((
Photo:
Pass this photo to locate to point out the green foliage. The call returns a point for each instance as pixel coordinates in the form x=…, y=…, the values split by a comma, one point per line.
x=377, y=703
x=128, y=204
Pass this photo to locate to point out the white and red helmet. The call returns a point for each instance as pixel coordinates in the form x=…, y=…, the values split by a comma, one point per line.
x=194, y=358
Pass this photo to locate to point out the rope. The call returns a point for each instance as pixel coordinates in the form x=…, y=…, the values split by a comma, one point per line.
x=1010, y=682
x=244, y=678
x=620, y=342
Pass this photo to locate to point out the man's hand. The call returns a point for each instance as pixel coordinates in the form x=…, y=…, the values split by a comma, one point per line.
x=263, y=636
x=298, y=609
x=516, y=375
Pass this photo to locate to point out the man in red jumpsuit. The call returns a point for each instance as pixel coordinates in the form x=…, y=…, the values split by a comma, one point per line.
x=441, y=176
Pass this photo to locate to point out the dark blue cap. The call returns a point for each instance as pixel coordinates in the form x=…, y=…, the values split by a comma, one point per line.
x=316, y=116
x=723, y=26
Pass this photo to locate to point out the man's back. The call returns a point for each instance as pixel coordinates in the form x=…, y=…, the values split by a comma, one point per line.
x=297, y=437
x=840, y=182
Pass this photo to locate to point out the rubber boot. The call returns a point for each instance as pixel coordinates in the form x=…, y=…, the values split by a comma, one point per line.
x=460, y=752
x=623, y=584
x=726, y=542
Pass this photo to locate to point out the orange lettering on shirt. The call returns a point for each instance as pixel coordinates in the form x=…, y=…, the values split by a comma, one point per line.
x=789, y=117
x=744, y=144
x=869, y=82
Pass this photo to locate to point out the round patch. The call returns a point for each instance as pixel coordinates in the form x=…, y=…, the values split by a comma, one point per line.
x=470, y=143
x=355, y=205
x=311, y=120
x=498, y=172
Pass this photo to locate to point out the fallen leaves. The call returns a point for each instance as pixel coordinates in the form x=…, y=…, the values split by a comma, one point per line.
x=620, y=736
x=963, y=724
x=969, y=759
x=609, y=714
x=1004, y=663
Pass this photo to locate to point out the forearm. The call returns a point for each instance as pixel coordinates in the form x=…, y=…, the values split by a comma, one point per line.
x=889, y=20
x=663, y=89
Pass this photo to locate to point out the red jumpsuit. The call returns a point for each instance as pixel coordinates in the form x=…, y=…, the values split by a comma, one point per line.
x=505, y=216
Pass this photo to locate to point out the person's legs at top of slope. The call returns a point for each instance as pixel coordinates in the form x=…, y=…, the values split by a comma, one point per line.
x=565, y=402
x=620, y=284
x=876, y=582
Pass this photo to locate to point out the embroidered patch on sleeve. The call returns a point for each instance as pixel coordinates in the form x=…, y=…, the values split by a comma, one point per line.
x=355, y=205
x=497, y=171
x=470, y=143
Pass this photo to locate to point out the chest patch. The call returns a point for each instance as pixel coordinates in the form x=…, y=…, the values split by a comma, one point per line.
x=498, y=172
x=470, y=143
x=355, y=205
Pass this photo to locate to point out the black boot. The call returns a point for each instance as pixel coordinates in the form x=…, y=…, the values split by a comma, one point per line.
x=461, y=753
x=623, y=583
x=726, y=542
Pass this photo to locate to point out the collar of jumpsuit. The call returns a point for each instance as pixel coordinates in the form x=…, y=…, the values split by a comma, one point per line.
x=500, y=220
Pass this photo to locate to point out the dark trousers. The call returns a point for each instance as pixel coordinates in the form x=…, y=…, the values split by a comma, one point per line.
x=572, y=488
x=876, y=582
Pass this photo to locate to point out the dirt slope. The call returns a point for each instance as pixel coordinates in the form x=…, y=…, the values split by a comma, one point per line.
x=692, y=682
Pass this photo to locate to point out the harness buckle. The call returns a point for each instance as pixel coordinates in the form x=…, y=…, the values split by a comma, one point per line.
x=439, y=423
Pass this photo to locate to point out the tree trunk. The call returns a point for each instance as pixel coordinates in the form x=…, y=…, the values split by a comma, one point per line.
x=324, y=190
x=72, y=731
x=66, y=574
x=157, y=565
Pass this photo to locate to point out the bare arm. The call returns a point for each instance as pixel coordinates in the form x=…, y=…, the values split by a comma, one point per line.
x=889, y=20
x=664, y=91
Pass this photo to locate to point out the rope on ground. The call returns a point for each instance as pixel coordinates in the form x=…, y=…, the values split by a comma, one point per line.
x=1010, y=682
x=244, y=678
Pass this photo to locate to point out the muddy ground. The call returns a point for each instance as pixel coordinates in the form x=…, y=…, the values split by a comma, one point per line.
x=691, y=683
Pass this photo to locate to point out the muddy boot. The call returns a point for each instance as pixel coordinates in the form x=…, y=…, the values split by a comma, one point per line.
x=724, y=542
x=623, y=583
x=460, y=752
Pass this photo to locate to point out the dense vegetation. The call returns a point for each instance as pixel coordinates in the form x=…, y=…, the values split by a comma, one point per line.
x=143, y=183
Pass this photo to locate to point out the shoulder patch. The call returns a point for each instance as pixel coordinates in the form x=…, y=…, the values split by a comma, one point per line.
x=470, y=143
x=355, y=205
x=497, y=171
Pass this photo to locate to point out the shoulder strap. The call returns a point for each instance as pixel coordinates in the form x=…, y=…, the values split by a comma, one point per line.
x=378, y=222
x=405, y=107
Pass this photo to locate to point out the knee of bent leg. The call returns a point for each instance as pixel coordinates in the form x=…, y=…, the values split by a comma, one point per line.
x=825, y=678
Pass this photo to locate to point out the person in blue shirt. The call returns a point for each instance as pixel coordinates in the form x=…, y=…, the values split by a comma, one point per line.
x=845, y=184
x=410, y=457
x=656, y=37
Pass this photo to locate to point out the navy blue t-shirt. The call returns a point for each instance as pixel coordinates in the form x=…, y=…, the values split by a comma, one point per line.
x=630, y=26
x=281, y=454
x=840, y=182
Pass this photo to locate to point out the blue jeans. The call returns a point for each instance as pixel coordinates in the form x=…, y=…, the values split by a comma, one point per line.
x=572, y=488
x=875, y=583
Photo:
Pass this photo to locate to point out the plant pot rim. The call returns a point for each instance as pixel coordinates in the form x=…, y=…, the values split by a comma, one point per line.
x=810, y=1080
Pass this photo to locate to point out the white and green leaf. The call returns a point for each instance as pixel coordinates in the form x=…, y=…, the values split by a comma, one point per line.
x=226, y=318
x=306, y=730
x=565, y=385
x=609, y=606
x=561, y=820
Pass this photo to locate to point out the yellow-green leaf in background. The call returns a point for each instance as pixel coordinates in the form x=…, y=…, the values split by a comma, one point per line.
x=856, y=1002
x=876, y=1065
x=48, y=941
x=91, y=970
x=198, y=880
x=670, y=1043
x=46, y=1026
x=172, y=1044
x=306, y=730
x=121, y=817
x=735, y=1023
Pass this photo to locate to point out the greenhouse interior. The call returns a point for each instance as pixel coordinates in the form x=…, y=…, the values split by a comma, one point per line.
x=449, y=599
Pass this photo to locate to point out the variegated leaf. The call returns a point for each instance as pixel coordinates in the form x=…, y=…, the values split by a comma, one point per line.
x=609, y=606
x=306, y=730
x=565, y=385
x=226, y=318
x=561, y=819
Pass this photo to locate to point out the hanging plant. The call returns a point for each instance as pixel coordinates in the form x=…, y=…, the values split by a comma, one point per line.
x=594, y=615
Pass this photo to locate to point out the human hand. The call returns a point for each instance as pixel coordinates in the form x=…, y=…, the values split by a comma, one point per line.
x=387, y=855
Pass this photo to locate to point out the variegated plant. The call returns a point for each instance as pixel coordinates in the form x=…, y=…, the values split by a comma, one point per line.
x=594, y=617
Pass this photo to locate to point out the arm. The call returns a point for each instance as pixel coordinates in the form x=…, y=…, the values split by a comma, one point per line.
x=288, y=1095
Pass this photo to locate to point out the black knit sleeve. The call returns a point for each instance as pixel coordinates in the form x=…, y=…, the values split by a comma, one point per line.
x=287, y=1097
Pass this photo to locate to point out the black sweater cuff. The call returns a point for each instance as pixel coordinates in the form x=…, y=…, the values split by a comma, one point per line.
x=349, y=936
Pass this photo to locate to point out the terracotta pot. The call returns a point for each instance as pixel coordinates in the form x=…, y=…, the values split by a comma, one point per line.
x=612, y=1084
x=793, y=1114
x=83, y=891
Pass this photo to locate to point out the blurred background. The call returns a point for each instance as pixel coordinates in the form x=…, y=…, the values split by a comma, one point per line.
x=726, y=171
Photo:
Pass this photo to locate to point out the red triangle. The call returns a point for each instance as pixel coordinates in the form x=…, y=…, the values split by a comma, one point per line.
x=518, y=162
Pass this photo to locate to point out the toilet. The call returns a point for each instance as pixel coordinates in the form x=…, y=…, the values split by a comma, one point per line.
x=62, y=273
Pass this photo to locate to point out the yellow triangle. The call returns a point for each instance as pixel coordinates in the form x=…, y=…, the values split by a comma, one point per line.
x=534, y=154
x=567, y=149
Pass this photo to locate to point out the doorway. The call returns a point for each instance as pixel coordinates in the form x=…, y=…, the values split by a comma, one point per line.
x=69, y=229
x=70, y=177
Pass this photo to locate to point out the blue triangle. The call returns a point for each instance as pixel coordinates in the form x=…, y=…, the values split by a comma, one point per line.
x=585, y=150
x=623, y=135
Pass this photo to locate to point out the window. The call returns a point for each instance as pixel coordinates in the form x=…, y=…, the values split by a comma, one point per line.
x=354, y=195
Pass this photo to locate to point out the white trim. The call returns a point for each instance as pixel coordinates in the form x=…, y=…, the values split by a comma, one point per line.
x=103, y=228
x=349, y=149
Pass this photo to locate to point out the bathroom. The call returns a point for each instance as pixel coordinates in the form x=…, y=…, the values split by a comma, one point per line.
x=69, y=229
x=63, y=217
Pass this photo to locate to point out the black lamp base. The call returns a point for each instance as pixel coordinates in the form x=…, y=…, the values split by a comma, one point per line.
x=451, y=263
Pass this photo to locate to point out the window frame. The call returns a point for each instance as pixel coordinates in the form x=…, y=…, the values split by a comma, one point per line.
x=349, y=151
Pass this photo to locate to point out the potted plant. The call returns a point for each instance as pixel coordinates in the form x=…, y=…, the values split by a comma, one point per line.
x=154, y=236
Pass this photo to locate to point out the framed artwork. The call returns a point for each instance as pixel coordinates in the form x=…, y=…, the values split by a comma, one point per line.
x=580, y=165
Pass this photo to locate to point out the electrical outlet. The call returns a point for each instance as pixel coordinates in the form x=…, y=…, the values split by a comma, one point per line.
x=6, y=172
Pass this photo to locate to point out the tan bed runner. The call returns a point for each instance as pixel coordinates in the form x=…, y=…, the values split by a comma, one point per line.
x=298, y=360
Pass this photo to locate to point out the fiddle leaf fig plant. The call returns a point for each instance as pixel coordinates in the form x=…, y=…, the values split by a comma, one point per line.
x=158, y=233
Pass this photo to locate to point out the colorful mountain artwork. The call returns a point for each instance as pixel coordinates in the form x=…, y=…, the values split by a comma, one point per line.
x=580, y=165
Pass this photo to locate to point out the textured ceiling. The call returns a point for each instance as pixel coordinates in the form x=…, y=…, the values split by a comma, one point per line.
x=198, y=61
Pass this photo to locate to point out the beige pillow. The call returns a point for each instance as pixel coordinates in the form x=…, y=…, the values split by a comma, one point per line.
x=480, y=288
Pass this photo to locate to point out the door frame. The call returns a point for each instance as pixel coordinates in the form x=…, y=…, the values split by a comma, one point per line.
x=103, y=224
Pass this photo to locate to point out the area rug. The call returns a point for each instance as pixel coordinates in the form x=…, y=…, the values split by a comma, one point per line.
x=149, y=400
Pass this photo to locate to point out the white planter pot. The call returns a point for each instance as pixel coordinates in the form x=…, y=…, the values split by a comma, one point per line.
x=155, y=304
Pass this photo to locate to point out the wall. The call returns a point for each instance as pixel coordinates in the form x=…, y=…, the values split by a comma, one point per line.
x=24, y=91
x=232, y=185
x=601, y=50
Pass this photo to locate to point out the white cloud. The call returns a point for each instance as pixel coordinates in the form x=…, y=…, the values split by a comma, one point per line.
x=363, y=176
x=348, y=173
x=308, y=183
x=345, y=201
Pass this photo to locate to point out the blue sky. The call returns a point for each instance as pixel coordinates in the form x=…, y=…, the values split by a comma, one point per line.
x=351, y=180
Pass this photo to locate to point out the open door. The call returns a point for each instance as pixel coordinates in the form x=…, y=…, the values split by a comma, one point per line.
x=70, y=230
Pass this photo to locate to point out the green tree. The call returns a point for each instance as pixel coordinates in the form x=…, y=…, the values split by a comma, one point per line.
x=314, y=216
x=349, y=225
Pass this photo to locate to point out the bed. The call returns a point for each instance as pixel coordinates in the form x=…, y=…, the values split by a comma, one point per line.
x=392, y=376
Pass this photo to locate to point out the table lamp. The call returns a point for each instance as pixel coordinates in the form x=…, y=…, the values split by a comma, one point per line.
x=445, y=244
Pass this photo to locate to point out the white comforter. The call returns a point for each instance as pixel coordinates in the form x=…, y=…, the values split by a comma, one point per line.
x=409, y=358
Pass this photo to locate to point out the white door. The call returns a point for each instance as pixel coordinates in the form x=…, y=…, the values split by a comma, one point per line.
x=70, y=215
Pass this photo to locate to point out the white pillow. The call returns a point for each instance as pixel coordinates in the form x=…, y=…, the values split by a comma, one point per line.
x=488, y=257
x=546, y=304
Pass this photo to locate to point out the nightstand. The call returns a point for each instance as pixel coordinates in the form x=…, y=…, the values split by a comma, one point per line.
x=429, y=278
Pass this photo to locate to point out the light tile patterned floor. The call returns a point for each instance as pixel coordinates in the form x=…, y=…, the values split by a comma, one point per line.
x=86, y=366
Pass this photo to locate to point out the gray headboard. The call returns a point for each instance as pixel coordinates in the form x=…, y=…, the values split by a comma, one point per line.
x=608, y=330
))
§ **Set problem**
Recast the data starting at the line containing "Pass this photo to locate to point out the white planter" and ending at the line containing "x=155, y=304" as a two-column CSV with the header input,output. On each row, place the text in the quoted input field and its answer in the quoted output field, replacing any line breaks with spaces.

§ **Answer to this exercise**
input,output
"Pass this photo to locate to point out the white planter pot. The call returns a point for each instance as pixel coordinates in the form x=…, y=…, the values split by a comma, one point per line.","x=155, y=304"